Records shown:
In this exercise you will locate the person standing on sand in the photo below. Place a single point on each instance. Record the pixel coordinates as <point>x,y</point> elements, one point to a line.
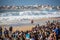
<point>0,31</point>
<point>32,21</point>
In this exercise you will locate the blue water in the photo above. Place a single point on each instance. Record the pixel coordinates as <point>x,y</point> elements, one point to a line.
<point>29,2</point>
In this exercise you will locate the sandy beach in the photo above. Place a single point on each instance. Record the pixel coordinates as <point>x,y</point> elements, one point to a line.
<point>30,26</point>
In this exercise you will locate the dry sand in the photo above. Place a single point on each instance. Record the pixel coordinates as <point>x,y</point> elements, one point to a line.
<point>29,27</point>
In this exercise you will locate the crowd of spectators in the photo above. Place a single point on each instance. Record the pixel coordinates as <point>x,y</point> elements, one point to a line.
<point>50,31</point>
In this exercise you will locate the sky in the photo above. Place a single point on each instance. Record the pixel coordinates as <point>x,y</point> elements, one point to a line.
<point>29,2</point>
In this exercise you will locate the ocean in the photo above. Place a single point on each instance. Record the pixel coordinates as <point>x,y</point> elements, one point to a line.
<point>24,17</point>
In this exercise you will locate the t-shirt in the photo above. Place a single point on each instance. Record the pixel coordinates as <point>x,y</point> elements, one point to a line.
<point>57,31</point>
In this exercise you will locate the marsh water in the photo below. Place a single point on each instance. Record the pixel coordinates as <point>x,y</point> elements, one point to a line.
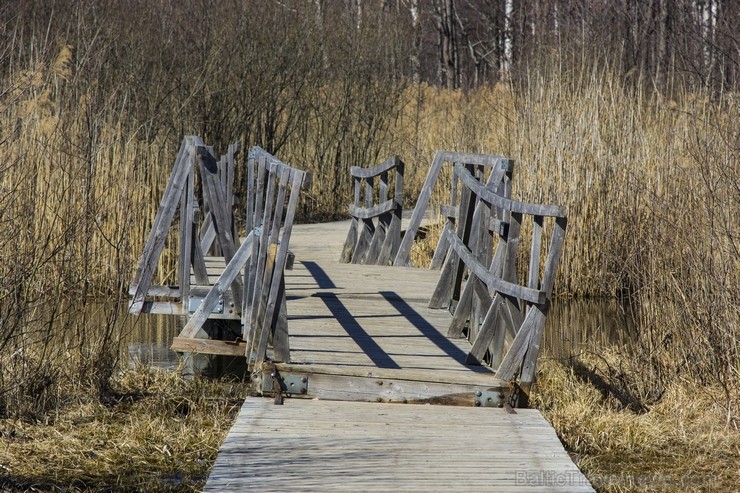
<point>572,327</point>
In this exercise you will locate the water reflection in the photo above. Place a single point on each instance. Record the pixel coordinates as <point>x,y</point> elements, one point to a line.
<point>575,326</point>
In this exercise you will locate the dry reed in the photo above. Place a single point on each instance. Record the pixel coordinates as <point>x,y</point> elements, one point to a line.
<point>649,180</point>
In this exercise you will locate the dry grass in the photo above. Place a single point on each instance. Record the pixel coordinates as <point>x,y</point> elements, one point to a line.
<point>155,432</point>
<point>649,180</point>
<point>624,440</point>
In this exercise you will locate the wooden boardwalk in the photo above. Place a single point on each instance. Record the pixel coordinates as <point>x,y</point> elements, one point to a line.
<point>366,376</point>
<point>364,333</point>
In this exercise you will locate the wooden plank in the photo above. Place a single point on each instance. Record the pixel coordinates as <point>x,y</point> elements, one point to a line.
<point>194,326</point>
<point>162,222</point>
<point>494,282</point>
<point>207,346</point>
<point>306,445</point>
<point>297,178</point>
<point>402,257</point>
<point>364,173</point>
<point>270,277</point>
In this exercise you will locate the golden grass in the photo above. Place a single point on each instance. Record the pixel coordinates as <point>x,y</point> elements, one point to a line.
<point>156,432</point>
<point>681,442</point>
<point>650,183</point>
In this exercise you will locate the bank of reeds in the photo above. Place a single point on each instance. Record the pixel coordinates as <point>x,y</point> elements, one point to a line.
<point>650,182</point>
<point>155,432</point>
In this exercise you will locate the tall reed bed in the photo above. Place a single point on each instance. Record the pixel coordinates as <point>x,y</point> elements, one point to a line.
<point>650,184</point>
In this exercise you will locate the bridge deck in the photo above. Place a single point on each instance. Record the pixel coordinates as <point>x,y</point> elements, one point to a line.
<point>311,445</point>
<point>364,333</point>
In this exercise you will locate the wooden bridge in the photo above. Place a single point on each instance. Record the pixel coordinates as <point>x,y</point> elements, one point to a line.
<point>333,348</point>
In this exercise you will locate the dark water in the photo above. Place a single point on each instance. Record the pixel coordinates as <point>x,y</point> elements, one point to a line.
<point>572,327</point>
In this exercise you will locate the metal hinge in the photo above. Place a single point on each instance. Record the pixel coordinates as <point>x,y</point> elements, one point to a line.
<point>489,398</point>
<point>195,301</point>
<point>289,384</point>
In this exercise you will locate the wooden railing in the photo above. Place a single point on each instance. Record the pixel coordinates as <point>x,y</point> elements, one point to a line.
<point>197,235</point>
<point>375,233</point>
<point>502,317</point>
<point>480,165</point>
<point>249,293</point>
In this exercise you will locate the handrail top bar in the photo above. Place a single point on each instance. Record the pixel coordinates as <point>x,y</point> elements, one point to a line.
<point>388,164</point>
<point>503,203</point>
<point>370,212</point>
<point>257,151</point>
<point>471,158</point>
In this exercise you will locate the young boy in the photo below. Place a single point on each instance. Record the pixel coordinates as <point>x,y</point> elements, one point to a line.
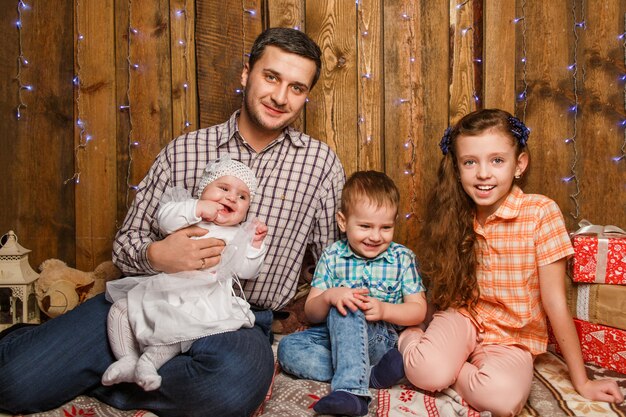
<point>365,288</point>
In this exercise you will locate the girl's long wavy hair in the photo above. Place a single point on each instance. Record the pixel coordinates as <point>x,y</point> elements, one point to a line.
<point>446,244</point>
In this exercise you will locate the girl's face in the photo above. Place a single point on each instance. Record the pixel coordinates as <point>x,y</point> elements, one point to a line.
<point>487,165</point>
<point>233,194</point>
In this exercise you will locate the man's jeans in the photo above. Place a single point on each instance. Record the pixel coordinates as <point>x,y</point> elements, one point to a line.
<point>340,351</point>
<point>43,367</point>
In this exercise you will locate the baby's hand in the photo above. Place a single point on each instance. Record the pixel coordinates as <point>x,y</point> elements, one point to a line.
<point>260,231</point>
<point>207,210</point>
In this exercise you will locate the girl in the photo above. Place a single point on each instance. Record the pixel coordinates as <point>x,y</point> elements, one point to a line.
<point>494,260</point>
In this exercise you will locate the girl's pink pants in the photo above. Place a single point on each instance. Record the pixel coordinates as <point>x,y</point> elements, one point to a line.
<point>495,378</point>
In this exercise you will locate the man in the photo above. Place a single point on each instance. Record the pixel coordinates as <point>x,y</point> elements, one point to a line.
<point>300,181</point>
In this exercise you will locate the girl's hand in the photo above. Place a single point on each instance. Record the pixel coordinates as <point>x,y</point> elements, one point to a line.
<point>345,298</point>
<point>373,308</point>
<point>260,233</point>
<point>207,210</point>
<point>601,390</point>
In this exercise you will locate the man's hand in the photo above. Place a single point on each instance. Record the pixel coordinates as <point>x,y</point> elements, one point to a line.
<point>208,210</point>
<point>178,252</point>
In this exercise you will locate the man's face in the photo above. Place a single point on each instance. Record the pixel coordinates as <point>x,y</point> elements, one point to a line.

Task to complete:
Rewrite the listing above, replacing "pixel coordinates" with "image coordinates" throughout and changing nothing else. Leave the pictures out of your answer.

Expected answer:
In this exercise you will locate the person standing on sand in the photo below. Place a single point on each instance. Record the image coordinates as <point>x,y</point> elements, one point to a line.
<point>0,31</point>
<point>32,21</point>
In this exercise you will locate the blue water in the photo above. Place a single point on each instance. Record the image coordinates as <point>x,y</point> elements, one point to a line.
<point>29,2</point>
In this exercise you will locate the sandy beach in the photo above. Place a single point on each instance. Record the image coordinates as <point>x,y</point> elements, one point to a line.
<point>30,26</point>
In this exercise you will locate the dry sand in the photo above. Place a single point on each instance. Record the image coordinates as <point>x,y</point> elements, one point to a line.
<point>29,27</point>
In this exercise you will locate the crowd of spectators in the photo above. Place a single point on each instance. Record the image coordinates as <point>x,y</point> elements, one point to a line.
<point>50,31</point>
In this exercise you will locate the sky in the photo above. Place a single point on each instance. Record the image coordinates as <point>x,y</point> elements, one point to a line.
<point>29,2</point>
In this exercise you will locate the ocean in the photo above. Place a single point on each instance. Record the image coordinates as <point>x,y</point> elements, one point to a line.
<point>24,17</point>
In this exercise you will locate the t-shirt in the photo above. Place a single point on each instance. Record the image coordinates as <point>x,y</point> elements, one point to a line.
<point>57,31</point>
In this exercise you will locate the marsh water in the photo below. Place a single point on each instance. Record the image coordinates as <point>x,y</point> elements, one point to a line.
<point>572,327</point>
In this exercise you will locate the water reflection in the photo above. Place a single point on each instance. Record the image coordinates as <point>x,y</point> elements, one point to a line.
<point>575,326</point>
In this exercise you will locate the dry reed in the photo above. Place a single point on each instance. Record the image coordinates as <point>x,y</point> elements, one point to a line.
<point>649,180</point>
In this exercise you will locate the dry grass in the photo above. Place a single point on each instance. Record the image coordinates as <point>x,y</point> elements, one point to a line.
<point>155,432</point>
<point>649,180</point>
<point>624,440</point>
In this exercise you will locate the wooden boardwalk in the photo above. Place a single point on each instance. Record the image coordinates as <point>x,y</point> elements, one point to a line.
<point>366,376</point>
<point>364,333</point>
In this exercise you will locate the wooden plank in the photo above. Place a single point on each instance. Record the image coordinates as <point>x,y</point> elements, one point to a line.
<point>194,326</point>
<point>162,222</point>
<point>494,282</point>
<point>207,346</point>
<point>306,445</point>
<point>297,178</point>
<point>402,257</point>
<point>364,173</point>
<point>270,277</point>
In this exercise you will locate the golden grass in the photo above. Place a single point on each instance. Record the image coordinates as <point>x,y</point> elements, one point to a line.
<point>156,432</point>
<point>681,442</point>
<point>650,183</point>
In this exercise you will locate the bank of reeds in the photo above. Place a single point on each instance. Record the image coordinates as <point>x,y</point> elements, one point to a line.
<point>650,182</point>
<point>155,432</point>
In this exercise you will locate the tall reed bed in the photo above. Place a single point on each instance. Record the image coordinates as <point>x,y</point> elements, one point to a line.
<point>650,184</point>
In this exercise you will locate the bridge deck in the photo above. Place a single point on each instance. Record the image coordinates as <point>x,y</point> elements, one point to a line.
<point>311,445</point>
<point>364,333</point>
In this exercise you will locate the wooden bridge in the photo above. Place a single point on each instance. Record the image coordinates as <point>x,y</point> elements, one point to a line.
<point>333,348</point>
In this exercise you will locate the dark water in the photo above. Place a single point on each instance. Record the image coordinates as <point>x,y</point> elements, one point to a line.
<point>572,327</point>
In this exercise you will locate the metal hinge in the photo above. Place a single point on each instance. Record the image coordinates as <point>x,y</point> elements, one point to a line.
<point>489,398</point>
<point>195,301</point>
<point>289,384</point>
In this exercise you will locate the wooden railing in the photo above. Place a single point on each instance. Record the image coordinates as <point>x,y</point> elements, one point to a line.
<point>197,235</point>
<point>375,233</point>
<point>502,317</point>
<point>480,165</point>
<point>249,293</point>
In this exercise you will locate the handrail top bar in the photo above. Place a single point on each instance. Record the image coordinates as <point>x,y</point> elements, one point to a line.
<point>388,164</point>
<point>503,203</point>
<point>370,212</point>
<point>257,151</point>
<point>471,158</point>
In this exercise you will locate the young boy in the photo below. Place a single point on each instance. Record the image coordinates as <point>x,y</point> elements, one point to a line.
<point>365,288</point>
In this exercise you will locate the girl's long wavy hair in the photo above. Place a single point on each instance. Record the image coordinates as <point>x,y</point> elements, one point to a line.
<point>446,244</point>
In this exercise you will locate the girl's face in the photo above. Place a single point on each instance. Record the image coordinates as <point>x,y</point> elements, one point to a line.
<point>487,165</point>
<point>233,194</point>
In this exercise you will locate the man's jeans in the photo above. Place a single point on each instance. Record the image coordinates as <point>x,y</point> elements, one point to a line.
<point>340,351</point>
<point>43,367</point>
In this exercise you will locate the baby's hand in the photo above. Place a single point on each instance. Record the image coordinates as <point>x,y</point> elements, one point to a line.
<point>260,231</point>
<point>207,210</point>
In this exercise you will locate the girl in the photo above. Place a single point on each instance. Record the image coordinates as <point>x,y</point> elements, one point to a line.
<point>494,260</point>
In this exercise you will locate the girl's pink pants in the photo above. Place a single point on each instance. Record the image coordinates as <point>x,y</point> elements, one point to a line.
<point>495,378</point>
In this exercise you will locate the man in the photo above. Place a single point on each instance. Record the image coordinates as <point>x,y</point> elements, one point to a line.
<point>300,181</point>
In this exercise you will locate the girl's hand in the photo above. Place a single point on each instance. Record the image coordinates as <point>x,y</point> elements, one point to a line.
<point>345,298</point>
<point>373,308</point>
<point>260,233</point>
<point>207,210</point>
<point>601,390</point>
In this exercise you will locate the man's hand in the photo above. Place a single point on each instance. Record the image coordinates as <point>x,y</point> elements, one point to a line.
<point>208,210</point>
<point>178,252</point>
In this exercise you will locate the man's face in the photo above. Place a single point on each instance. Record the image coordinates as <point>x,y</point> elements, one point to a line.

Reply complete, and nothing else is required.